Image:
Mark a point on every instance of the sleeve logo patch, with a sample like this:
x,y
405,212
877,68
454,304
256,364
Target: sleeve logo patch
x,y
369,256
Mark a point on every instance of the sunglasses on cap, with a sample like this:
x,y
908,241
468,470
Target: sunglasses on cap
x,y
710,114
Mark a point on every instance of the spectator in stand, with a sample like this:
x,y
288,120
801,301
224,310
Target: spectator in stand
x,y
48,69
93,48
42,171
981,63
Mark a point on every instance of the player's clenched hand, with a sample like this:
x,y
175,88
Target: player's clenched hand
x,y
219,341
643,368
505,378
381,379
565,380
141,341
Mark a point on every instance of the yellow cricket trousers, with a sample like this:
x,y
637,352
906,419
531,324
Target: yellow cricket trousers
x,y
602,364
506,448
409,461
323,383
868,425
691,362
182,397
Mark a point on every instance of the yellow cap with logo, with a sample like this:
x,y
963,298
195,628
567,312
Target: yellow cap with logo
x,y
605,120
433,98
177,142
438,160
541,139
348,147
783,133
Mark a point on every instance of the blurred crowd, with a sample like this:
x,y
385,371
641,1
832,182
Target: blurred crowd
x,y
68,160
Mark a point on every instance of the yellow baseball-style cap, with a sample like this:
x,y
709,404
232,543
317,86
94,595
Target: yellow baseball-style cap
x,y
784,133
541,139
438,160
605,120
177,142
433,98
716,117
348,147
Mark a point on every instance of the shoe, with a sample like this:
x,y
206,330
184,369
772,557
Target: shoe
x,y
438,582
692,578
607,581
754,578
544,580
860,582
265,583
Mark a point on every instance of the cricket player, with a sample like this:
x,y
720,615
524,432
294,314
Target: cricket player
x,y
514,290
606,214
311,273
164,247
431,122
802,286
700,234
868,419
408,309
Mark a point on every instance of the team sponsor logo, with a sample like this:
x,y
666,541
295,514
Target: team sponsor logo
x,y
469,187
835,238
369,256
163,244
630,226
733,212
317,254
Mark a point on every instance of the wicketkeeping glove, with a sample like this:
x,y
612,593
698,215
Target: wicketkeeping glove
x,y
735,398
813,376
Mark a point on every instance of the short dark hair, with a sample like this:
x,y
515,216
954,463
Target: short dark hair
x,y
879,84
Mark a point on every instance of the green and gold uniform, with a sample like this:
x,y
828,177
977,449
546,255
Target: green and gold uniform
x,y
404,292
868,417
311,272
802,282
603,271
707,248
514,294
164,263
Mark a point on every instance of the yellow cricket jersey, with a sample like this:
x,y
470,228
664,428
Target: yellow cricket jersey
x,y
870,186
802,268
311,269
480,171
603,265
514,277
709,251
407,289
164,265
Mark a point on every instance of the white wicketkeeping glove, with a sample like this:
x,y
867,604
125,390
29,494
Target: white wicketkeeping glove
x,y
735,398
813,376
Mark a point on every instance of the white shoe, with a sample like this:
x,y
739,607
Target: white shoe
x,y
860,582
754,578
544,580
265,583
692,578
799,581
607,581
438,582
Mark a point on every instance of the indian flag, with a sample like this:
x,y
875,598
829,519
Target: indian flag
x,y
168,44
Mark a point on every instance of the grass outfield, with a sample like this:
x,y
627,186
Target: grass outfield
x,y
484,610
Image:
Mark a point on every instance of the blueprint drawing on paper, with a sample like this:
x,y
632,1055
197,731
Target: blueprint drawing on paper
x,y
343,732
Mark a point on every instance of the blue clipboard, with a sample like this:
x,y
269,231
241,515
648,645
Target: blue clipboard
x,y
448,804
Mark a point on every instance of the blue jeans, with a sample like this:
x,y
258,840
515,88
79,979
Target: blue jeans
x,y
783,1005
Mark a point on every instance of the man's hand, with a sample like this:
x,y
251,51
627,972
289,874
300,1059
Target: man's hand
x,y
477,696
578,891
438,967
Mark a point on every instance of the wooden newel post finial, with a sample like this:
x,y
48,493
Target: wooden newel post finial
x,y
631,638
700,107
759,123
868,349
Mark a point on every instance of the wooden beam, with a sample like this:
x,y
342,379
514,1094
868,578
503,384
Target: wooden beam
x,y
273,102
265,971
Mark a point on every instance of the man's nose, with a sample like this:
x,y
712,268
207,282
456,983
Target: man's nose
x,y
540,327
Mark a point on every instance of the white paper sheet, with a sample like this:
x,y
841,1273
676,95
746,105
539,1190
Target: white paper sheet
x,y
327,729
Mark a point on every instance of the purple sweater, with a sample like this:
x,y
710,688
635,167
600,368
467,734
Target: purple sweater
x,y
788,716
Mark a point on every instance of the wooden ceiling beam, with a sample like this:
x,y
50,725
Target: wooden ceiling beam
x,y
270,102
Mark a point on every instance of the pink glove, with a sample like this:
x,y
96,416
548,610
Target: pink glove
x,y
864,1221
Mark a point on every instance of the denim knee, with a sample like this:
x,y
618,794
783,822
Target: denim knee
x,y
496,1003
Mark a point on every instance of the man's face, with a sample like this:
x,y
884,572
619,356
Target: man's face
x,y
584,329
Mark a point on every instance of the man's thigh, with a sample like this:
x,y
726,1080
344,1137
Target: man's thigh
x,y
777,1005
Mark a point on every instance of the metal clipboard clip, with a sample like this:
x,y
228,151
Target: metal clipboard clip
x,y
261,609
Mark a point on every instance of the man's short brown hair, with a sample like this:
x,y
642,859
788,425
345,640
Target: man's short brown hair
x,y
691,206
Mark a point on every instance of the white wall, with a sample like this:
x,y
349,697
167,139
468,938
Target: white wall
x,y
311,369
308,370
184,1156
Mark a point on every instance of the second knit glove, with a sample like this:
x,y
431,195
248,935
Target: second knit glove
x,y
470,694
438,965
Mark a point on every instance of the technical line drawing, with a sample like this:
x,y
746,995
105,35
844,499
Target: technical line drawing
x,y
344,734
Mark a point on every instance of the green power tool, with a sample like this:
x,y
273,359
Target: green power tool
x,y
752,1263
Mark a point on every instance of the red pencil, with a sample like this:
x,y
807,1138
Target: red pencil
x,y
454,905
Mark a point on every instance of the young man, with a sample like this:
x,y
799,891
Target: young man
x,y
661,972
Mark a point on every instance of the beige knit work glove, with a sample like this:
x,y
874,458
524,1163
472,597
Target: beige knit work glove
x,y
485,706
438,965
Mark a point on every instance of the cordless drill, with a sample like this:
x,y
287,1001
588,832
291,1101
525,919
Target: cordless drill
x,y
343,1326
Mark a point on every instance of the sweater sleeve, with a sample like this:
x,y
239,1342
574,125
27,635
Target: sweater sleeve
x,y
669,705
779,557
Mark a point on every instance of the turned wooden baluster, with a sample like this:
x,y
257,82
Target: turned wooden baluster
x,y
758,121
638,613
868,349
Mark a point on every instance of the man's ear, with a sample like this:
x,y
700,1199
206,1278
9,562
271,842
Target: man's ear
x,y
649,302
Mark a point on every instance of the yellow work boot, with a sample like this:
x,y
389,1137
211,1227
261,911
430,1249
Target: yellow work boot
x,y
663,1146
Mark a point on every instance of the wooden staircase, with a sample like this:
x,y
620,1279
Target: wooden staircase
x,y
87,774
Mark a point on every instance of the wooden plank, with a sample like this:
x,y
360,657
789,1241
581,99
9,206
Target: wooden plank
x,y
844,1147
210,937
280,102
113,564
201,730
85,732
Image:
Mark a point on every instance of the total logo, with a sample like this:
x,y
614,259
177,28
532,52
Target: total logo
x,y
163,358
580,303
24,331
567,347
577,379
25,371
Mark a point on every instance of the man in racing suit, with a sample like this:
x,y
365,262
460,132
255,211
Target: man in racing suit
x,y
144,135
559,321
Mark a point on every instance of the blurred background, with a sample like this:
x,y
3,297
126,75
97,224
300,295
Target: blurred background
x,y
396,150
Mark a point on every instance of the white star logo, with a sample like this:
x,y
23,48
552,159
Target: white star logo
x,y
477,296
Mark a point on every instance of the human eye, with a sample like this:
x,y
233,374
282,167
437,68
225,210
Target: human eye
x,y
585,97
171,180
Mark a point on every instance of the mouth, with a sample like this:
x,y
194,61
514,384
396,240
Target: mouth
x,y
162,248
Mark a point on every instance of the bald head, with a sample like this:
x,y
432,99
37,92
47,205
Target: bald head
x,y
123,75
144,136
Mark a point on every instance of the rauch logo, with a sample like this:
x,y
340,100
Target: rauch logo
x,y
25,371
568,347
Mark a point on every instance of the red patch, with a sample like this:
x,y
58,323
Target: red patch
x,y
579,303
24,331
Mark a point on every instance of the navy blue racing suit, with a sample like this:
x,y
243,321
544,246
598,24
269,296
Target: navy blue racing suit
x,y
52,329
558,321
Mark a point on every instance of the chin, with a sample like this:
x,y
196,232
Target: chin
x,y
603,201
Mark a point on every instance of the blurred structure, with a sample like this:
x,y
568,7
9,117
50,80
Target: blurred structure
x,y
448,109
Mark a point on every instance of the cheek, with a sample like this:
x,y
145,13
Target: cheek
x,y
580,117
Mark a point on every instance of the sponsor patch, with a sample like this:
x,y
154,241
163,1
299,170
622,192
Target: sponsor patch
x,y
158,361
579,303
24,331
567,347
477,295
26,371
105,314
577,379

|---|

Exercise requirements >>
Rename "sponsor patch" to "sponsor badge" in the records, starting at the line containing "Mark a point on every instance of the white star" and running through the end of the records, inclusive. Reproduce only those lines, with nothing else changed.

Reply to the exercise >>
Mark a point on every instance of the white star logo, with a sample like this:
x,y
23,48
552,159
Target: white star logo
x,y
477,296
Mark a point on every instance of the human eye, with a sample like this:
x,y
233,374
282,167
437,68
225,210
Target: human eye
x,y
585,97
171,180
Mark a point on every instance of the mouth, with a sample like this:
x,y
194,61
514,384
396,240
Target: mouth
x,y
162,248
Mark a point on every instance of the bald head, with a sample like this:
x,y
432,99
37,92
47,205
Target: bald head
x,y
123,75
144,136
Mark a point on every instance of the rauch logo, with a sample like this:
x,y
340,100
Target: rauch logo
x,y
25,371
568,347
Mark a point on every instance of the red patch, with a sample like this:
x,y
58,323
Target: red patch
x,y
579,303
24,331
Mark a point on every instance of the navy blue racing suit, with a sample like this:
x,y
243,321
544,246
598,24
269,296
Target: navy blue racing suit
x,y
52,329
558,321
Mark a point on every instance of the chin, with a sample like this:
x,y
196,232
Target: chin
x,y
603,201
Mark a point on every instance of the blurred structure, with a sample like this:
x,y
568,7
9,117
50,80
Target: blurred structure
x,y
448,109
Mark a point on every instance of the cheek, with a sample like this:
x,y
145,13
Target: cheek
x,y
580,117
Mark a point on every instance of the sponsor badge, with a sample like this:
x,y
154,241
163,1
299,170
622,192
Target: sponsor badge
x,y
158,361
579,303
24,331
567,347
477,295
26,371
105,314
577,379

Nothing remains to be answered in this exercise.